Study questions:
(a) Answer these from the cannabis text:
(i) How many Americans used cannabis within the past year?
(ii) What material is hemp stronger and longer-lasting than?
(iii) Which act did the Federal Bureau of Narcotics urge state governments to adopt?
(b) According to the cannabis text, what created pressure on the federal government to take action on marijuana?
(c) Continue the cannabis text from where it stops.

[Source text — start]

Four Primary Uses
1. Recreational Use
Cannabis is a popular recreational drug around the world, only behind alcohol, caffeine and tobacco. In the United States, it is believed that over 100 million Americans have tried cannabis, with 25 million Americans having used it within the past year.
2. Medical Use
Medical cannabis (or medical marijuana) refers to the use of cannabis to treat disease or improve symptoms. Cannabis is used to reduce nausea and vomiting during chemotherapy, to improve appetite in people with HIV/AIDS, and to treat chronic pain and muscle spasms.
The term hemp is used to name the durable soft fiber from the Cannabis plant stem. Hemp can refer to any industrial or foodstuff product that is not intended for use as a drug. Many countries regulate limits for psychoactive compound (THC) concentrations in products labeled as hemp.
4. Industrial Use
Cannabis for industrial uses is valuable in thousands of commercial products, especially as fiber ranging from paper, cordage, construction material and textiles in general, to clothing. Hemp is stronger and longer-lasting than cotton. It also is a useful source of foodstuffs (hemp milk, hemp seed, and hemp oil) and bio-fuels.
Basic History Summary on Cannabis in USA
1890s Domestic production of hemp encouraged American production of hemp was encouraged by the government in the 17th
century for the production of rope, sails, and clothing.
1932 Uniform State Narcotic Act,
Concern about the rising use of marijuana and research linking its use with
crime and other social problems created pressure on the federal government to take action. Rather than promoting federal legislation, the Federal Bureau of Narcotics strongly encouraged state governments to accept responsibility for control of the problem by adopting the Uniform State Narcotic Act.

[Source text — finish]
[Given records — start]

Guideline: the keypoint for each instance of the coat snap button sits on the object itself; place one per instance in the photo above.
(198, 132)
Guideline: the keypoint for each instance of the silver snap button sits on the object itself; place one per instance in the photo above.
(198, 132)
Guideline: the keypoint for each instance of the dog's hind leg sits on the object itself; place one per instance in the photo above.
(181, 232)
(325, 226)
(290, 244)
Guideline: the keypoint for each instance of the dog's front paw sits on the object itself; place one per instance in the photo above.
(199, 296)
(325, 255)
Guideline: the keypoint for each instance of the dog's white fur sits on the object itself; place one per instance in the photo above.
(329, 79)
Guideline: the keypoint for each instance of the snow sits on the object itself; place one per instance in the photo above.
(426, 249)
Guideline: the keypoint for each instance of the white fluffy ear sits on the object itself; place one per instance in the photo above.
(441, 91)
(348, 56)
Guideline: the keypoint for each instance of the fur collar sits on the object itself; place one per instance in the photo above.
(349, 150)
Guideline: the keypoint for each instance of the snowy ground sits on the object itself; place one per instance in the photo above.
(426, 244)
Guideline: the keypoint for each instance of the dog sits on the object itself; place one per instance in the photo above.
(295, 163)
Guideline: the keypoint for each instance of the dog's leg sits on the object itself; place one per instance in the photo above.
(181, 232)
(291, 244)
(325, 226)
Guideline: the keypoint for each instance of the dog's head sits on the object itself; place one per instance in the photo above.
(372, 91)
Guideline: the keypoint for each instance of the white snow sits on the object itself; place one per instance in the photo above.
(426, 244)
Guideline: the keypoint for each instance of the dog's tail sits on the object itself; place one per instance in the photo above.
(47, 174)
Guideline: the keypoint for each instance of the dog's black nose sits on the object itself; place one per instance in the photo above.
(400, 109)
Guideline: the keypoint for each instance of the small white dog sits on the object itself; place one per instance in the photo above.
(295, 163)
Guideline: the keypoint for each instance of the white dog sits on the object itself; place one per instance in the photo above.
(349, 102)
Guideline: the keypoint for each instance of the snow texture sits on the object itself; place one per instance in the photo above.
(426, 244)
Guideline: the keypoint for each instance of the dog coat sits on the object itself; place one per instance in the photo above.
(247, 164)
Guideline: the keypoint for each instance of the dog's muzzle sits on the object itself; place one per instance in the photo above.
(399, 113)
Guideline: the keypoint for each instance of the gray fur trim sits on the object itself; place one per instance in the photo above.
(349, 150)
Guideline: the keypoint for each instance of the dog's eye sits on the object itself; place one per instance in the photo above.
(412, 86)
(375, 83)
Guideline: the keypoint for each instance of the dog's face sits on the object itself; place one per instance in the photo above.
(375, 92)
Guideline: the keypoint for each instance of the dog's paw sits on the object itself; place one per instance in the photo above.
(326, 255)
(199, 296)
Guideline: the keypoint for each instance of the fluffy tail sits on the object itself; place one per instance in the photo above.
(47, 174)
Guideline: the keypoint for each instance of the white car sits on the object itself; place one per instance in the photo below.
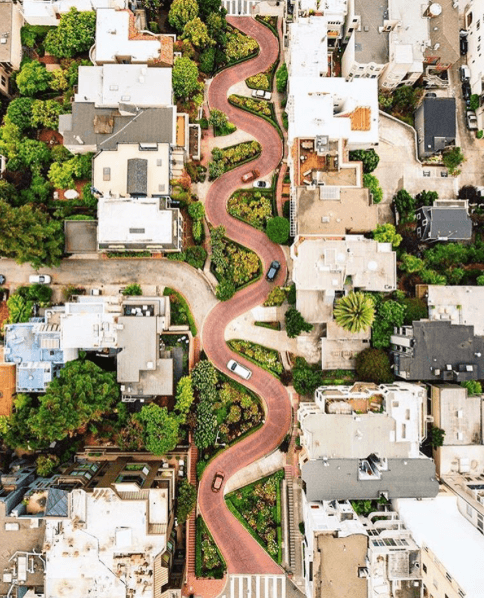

[Given records — finish]

Outputs by task:
(a)
(i) 25 million
(ii) Cotton
(iii) The Uniform State Narcotic Act

(b) Concern about the rising use of marijuana created that pressure. Research linking its use with crime and other social problems added to it.

(c)
1937 Marijuana Tax Act
After a lurid national propaganda campaign against the "evil weed," Congress passed the Marijuana Tax Act. The statute effectively criminalized marijuana restricting possession of the drug to individuals who paid an excise tax for certain authorized medical and industrial uses.
1951-56 Stricter Sentencing Laws
Enactment of federal laws (Boggs Act, 1952; Narcotics Control Act, 1956) which set mandatory sentences for drug-related offenses, including marijuana. A first-offense marijuana possession carried a minimum sentence of 2-10 years with a fine of up to $20,000.
1968 Creation of the Bureau of Narcotics and Dangerous Drugs
This was a merger of FBN and the Bureau of Dangerous Drugs of the Food and Drug Administration.
1972 Shafer Commission
The bipartisan Shafer Commission, appointed by President Nixon at the direction of Congress, considered laws regarding marijuana and determined that personal use of marijuana should be decriminalized. Nixon rejected the recommendation, but over the course of the 1970s, eleven states decriminalized marijuana and most others reduced their penalties.
1996 Medical Use Legalized in California
California voters passed Proposition 215 allowing for the sale and medical use of marijuana for patients with AIDS, cancer, and other serious and painful diseases. This law stands in tension with federal laws prohibiting possession of marijuana.